• [WHAT YOU WILL DO]
• a. Answer these questions about the code-generation exercises:
(i) Which register points to the top of the stack?
(ii) In the answer code, what instruction is at address 124?
(iii) In exercise 8.3.3, how many bytes is each element of arrays a and b?
• b. Write the next part of the code-generation exercises, picking up after the last sentence of exercise 8.3.3.

• [PASSAGE TO READ]
BEGIN

Generate code for the following three-address statements assuming stack allocation where register SP points to the top of the stack.

call p
call q
return
call r
return
return

Answer

100:  LD SP, #stackStart
108: ADD SP, SP, #psize
116:  ST *SP, #132
124:  BR pStart
132:  SUB SP, SP, #psize
140:  ADD SP, SP, #qsize
148:  ST *SP, #164
156:  BR qStart
164:  SUB SP, SP, #qsize
172:  BR **SP

8.3.2

Generate code for the following three-address statements assuming stack allocation where register SP points to the top of the stack.

  1. x = 1
  2. x=a
  3. x = a + 1
  4. x = a+b
  5. The two statements
    • x = b * c
    • y = a + x

8.3.3

Generate code for the following three-address statements again assuming stack allocation and assuming a and b are arrays whose elements are 4-byte values.

END

• [Region annotation entries]
BEGIN

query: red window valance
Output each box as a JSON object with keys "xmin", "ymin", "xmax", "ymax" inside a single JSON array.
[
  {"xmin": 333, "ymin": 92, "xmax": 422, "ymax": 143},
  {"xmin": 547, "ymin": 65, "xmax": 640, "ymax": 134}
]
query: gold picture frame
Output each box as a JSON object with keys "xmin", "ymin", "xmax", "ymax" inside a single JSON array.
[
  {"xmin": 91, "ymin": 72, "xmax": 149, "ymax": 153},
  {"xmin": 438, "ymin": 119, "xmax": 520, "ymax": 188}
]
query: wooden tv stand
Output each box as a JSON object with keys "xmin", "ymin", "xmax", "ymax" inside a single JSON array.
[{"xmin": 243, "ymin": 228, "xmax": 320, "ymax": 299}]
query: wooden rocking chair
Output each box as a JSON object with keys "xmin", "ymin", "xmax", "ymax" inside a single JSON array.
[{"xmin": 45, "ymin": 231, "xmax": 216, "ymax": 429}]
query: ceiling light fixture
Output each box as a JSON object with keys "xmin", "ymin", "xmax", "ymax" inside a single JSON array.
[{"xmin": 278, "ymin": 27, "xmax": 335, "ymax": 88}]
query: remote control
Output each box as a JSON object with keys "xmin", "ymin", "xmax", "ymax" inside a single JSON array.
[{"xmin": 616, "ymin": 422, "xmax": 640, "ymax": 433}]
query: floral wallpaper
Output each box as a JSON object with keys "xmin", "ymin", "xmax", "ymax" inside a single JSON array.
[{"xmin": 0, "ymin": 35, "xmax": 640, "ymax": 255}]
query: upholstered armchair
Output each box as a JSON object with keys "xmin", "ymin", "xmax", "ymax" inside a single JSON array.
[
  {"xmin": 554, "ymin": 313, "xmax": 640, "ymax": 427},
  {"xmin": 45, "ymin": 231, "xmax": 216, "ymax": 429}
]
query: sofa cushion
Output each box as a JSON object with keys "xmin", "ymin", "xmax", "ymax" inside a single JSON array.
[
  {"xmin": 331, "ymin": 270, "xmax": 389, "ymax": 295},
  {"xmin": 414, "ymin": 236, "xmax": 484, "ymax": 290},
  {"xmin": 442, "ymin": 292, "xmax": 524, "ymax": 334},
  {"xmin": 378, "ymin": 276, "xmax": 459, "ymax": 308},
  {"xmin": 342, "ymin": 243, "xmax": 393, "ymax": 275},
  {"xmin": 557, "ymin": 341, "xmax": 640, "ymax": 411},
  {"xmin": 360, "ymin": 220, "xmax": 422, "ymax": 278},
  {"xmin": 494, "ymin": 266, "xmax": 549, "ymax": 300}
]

END

• [SET OF ANSWERS]
• a.
(i) SP
(ii) BR pStart
(iii) 4 bytes

• b.
  1. The four-statement sequence

     x = a[i]
     y = b[j]
     a[i] = y
     b[j] = x
  2. The three-statement sequence

     x = a[i]
     y = b[i]
     z = x * y
  3. The three-statement sequence

     x = a[i]
     y = b[x]
     a[i] = y

Note

1. 指令长度

120:  ST 364, #140
132:  BR 200
140:  ACTION2

图 8-4 部分代码

  • 每行指令前面的标号代表了这行代码的起始位置(即偏移量),和下一行指令的标号差代表这行指令的长度。
  • 第一行有 1 个指令和 2 个常量,所以指令长度是 12,同理第二行有 1 个指令和 1 个常量,所以长度为 8.
100:  LD, SP, #600
108:  ACTION1
128:  ADD SP, SP, #msize
136:  ST *SP, #152

图 8-6 部分代码

  • 由于 SP 不占空间,所以上图中的几行指令长度均为 8。